- _Exercise directions_: The data below should be restated word for word, with every picture omitted.

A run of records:
*-*-*

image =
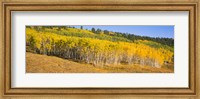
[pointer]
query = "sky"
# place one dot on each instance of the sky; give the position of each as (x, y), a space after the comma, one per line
(166, 31)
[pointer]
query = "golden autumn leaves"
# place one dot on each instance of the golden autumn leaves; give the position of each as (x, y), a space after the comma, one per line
(99, 52)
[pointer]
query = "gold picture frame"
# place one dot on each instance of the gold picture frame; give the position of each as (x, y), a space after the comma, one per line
(86, 5)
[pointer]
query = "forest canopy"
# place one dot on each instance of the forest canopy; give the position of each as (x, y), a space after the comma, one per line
(99, 47)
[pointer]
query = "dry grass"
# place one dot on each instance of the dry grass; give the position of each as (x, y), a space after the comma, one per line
(50, 64)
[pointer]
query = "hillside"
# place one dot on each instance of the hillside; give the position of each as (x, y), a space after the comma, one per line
(52, 64)
(101, 49)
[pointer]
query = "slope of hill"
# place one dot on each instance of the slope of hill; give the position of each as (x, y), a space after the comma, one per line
(107, 51)
(52, 64)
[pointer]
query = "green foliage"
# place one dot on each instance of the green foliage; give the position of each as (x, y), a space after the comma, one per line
(72, 43)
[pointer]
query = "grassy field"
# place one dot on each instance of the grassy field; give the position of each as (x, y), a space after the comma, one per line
(52, 64)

*-*-*

- _Exercise answer_:
image =
[pointer]
query = "sky"
# place one dot on each instance of the sky; give the position of each as (x, y), a space after the comma, one per line
(166, 31)
[pointer]
query = "golden autumn leaves"
# place one dot on each instance of the golden autumn leaves; give the position of each as (x, y), a space after the comma, one per line
(99, 52)
[pointer]
query = "gold picture frame"
# place one dot on each instance of the gold picture frame; give the position of each as (x, y), a space after the comma, one per line
(86, 5)
[pointer]
query = "forest canopy"
# place one dot on each instance of the forest canopy; give the position of each as (x, y), a space after the comma, one per line
(99, 47)
[pointer]
query = "dry grass"
# place one dot on each instance of the dry grass; give the position of each as (x, y), a space after the comma, one per line
(50, 64)
[pointer]
query = "hillside"
# place one dot on each instance of the hillside; give the position of each as (x, y), a space after the comma, one per line
(52, 64)
(101, 49)
[pointer]
query = "slope of hill"
# place one dot on each instance of the slope of hill; give the position of each as (x, y), a space after the comma, one per line
(107, 51)
(52, 64)
[pointer]
query = "green foliage"
# place one dot on each instance of the green foliage; give the position of each as (x, y), a space after the comma, one per line
(72, 43)
[pointer]
query = "grassy field"
# place one dot on each instance of the grassy field; give the position of each as (x, y), a space after the comma, one per line
(52, 64)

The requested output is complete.